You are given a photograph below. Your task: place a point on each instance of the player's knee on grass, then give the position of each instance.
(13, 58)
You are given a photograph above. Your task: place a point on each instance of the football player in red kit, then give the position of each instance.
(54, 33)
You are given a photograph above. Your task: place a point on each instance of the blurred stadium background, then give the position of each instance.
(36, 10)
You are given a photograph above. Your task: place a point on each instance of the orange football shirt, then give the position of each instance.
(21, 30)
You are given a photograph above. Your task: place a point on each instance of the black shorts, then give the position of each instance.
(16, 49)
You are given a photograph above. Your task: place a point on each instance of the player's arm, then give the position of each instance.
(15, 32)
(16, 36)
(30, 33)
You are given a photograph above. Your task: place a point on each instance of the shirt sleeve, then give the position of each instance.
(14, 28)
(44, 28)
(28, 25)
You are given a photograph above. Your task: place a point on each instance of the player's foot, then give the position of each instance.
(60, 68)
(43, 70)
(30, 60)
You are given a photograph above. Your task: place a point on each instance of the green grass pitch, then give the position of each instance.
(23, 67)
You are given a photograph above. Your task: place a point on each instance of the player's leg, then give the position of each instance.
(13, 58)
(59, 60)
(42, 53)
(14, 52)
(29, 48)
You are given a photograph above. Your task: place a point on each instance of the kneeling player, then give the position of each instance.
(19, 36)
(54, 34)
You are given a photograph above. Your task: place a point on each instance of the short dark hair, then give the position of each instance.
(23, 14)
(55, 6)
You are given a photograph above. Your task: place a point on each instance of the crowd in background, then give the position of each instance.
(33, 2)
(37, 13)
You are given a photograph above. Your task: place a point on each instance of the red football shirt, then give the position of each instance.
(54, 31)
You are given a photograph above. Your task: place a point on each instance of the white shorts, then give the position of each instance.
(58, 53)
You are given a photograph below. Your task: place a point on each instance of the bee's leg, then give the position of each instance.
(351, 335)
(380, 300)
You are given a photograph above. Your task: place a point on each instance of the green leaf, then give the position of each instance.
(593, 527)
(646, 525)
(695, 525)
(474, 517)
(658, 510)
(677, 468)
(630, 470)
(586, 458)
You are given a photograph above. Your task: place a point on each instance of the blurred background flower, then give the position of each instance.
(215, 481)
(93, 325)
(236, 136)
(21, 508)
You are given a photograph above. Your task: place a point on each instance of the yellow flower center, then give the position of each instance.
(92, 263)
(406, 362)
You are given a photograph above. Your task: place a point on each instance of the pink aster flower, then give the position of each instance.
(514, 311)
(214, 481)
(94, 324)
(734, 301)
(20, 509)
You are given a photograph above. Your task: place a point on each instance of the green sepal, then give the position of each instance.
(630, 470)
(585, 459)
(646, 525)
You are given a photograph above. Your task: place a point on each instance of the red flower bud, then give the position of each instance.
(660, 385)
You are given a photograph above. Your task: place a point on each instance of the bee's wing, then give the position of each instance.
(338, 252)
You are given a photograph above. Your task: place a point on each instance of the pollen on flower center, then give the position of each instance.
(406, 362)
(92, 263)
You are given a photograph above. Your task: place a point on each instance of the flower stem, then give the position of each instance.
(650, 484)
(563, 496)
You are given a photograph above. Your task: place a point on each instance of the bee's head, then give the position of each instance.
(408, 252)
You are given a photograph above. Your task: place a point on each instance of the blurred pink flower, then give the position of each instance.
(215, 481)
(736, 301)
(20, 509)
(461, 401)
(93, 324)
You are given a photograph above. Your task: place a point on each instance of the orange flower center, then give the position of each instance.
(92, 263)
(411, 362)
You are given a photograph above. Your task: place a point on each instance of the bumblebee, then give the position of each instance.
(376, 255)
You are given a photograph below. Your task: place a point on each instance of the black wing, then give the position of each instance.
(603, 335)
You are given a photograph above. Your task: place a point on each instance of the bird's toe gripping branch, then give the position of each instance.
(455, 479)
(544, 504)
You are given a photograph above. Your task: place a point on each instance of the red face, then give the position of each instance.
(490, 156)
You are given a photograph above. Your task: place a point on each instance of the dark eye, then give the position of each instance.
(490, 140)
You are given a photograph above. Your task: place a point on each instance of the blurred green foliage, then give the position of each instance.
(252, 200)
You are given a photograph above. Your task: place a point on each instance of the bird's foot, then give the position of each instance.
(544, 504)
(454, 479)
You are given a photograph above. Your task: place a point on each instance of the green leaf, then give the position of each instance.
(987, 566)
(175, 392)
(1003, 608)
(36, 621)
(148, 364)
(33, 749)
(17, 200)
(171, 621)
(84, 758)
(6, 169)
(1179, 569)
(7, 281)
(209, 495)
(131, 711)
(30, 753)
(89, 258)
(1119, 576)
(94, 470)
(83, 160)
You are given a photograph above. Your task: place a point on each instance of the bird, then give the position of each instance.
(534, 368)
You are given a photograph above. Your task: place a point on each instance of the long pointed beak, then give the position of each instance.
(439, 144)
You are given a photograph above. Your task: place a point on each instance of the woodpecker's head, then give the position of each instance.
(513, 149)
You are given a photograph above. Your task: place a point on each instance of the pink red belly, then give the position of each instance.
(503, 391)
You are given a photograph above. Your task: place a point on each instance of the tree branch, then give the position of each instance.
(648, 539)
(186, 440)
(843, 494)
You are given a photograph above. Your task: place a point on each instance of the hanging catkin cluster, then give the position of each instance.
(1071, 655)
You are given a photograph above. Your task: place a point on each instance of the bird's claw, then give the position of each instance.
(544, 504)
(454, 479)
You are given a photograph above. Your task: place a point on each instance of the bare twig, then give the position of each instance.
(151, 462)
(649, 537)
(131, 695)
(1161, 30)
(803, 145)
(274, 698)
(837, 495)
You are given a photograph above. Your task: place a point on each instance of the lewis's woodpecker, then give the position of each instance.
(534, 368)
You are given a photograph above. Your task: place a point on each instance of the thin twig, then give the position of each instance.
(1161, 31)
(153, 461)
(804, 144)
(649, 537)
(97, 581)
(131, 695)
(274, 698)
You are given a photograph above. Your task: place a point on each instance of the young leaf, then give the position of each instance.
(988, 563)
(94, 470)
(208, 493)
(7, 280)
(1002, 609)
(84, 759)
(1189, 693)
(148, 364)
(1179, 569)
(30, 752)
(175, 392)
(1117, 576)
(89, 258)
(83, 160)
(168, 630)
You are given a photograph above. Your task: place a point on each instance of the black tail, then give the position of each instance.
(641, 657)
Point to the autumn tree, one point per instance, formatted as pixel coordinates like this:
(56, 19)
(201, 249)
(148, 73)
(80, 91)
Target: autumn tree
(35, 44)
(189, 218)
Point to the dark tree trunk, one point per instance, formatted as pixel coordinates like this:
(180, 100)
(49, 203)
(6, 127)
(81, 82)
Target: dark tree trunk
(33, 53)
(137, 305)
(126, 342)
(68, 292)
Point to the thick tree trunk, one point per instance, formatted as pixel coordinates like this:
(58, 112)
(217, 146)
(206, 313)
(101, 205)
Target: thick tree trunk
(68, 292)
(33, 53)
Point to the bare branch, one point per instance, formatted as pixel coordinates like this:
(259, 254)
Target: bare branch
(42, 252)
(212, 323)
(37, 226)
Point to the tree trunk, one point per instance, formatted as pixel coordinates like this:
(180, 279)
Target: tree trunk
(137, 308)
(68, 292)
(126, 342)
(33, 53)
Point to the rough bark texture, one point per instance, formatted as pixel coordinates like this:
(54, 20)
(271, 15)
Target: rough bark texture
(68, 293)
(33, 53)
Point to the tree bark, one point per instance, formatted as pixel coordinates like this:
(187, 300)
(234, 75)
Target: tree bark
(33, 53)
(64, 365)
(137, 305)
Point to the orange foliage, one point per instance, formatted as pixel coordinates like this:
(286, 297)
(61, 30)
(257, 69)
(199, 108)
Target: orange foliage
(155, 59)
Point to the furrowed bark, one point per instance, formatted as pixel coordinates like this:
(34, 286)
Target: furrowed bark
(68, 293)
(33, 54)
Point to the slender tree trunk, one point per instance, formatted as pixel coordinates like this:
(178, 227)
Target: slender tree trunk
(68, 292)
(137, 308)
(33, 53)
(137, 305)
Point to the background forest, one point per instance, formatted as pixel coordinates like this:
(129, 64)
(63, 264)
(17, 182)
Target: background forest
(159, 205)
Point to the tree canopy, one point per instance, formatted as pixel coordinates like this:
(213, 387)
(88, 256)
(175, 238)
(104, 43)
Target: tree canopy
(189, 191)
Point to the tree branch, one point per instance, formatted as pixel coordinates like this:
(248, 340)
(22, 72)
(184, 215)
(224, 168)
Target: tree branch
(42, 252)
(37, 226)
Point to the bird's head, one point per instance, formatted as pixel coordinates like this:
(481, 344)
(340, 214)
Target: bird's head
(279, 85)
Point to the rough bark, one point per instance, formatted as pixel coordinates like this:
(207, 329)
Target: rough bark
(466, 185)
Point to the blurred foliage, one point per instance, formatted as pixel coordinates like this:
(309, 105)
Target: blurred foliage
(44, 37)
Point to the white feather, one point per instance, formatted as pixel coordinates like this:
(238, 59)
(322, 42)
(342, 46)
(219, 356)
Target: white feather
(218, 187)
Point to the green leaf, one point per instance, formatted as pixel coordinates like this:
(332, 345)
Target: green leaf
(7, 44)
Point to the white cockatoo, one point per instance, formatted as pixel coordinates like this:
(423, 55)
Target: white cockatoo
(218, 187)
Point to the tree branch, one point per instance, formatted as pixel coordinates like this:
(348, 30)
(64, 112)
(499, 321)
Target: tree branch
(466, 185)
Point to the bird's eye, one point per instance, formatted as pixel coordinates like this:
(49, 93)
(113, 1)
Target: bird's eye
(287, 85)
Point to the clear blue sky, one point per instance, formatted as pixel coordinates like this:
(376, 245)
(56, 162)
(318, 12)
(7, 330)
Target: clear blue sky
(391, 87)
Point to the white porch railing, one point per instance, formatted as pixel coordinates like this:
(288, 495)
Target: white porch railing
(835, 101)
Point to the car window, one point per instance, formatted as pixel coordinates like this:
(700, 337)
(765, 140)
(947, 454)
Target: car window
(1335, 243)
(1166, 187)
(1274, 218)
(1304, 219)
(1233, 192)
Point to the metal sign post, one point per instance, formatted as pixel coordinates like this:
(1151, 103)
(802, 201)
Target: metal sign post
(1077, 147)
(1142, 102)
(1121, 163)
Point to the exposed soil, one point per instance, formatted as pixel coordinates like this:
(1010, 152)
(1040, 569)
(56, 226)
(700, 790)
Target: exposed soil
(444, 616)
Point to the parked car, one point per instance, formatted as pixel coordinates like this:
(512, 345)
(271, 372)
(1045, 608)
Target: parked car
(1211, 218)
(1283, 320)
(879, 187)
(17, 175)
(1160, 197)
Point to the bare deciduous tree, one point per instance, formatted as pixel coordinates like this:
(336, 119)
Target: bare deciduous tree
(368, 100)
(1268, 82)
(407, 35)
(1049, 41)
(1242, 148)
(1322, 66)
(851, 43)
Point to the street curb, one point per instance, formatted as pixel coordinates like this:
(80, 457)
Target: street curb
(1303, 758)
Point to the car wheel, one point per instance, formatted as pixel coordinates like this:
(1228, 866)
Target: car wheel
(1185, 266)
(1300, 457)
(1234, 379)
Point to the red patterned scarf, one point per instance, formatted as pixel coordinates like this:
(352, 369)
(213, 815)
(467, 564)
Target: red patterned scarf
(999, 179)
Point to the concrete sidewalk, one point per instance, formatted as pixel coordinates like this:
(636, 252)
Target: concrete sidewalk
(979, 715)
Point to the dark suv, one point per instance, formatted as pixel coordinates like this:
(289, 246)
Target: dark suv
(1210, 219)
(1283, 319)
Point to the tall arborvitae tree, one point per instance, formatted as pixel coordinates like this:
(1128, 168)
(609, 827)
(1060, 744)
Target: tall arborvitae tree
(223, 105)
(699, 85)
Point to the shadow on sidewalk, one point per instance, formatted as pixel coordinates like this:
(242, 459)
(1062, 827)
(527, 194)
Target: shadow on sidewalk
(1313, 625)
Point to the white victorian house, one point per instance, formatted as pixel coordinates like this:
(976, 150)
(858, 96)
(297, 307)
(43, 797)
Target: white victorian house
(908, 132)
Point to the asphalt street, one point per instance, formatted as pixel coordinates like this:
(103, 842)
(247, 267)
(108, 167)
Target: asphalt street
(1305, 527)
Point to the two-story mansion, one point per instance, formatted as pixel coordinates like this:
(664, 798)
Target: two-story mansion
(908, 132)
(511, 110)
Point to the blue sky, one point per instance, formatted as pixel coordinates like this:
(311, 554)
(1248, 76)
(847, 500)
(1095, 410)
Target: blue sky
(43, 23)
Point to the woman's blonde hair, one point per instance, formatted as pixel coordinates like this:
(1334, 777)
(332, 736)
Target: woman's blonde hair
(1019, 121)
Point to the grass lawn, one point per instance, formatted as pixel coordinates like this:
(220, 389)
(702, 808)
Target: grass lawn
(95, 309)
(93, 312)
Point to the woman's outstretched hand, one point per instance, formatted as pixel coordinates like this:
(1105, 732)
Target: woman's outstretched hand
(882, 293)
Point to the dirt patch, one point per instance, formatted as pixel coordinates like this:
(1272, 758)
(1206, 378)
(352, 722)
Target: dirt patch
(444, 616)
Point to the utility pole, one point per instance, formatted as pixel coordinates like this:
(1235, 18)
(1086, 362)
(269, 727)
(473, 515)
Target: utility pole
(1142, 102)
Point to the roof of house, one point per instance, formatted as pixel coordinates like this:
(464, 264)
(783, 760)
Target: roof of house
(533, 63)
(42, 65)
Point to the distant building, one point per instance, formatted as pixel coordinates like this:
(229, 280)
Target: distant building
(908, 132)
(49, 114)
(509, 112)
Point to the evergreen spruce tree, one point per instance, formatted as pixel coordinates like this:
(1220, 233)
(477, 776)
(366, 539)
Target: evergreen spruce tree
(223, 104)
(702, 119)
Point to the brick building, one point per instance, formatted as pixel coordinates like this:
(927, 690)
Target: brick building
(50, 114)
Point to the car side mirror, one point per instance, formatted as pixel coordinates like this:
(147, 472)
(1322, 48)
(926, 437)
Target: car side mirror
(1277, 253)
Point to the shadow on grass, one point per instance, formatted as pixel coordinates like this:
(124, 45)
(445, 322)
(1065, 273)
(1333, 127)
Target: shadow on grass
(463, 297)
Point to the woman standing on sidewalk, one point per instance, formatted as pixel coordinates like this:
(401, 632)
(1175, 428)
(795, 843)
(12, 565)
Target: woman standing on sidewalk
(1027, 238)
—————
• Exercise requirements: Transcribe each line of the data above, unaltered, from the one where "Target: green leaf" appears to the one where "Point to the bare deciduous" appears, inclusive of both.

• Exercise response:
Target: green leaf
(7, 44)
Point to the white cockatoo, one point per instance, formatted as pixel coordinates like this:
(423, 55)
Target: white cockatoo
(218, 187)
Point to the tree branch, one point per instance, formatted as pixel coordinates like this:
(348, 30)
(64, 112)
(499, 321)
Target: tree branch
(466, 185)
Point to the bird's eye, one point per instance, formatted as pixel coordinates like this:
(49, 93)
(113, 1)
Target: bird's eye
(287, 85)
Point to the clear blue sky, one point per instance, formatted as pixel coordinates like this:
(376, 245)
(56, 162)
(318, 12)
(7, 330)
Target: clear blue sky
(391, 87)
Point to the white porch railing, one point per instance, formatted as pixel coordinates like this:
(288, 495)
Target: white porch railing
(835, 101)
Point to the car window, one point per instance, formatted as pixel coordinates like this:
(700, 337)
(765, 140)
(947, 454)
Target: car window
(1335, 243)
(1166, 187)
(1274, 218)
(1304, 219)
(1233, 192)
Point to the metal sign post, one point per instance, formatted as pixel coordinates like this:
(1151, 103)
(802, 201)
Target: metal sign post
(1077, 147)
(1142, 102)
(1121, 163)
Point to the exposed soil, one point per instance, formatted as pixel coordinates like this:
(1010, 152)
(1040, 569)
(56, 226)
(700, 790)
Target: exposed soil
(444, 616)
Point to the parked car, one point per instance, formatted as pixel coordinates like this:
(512, 345)
(271, 372)
(1045, 608)
Target: parked car
(1211, 218)
(1283, 320)
(879, 187)
(17, 175)
(1160, 197)
Point to the bare deciduous tree, one point per instance, formatted as pixel coordinates like this:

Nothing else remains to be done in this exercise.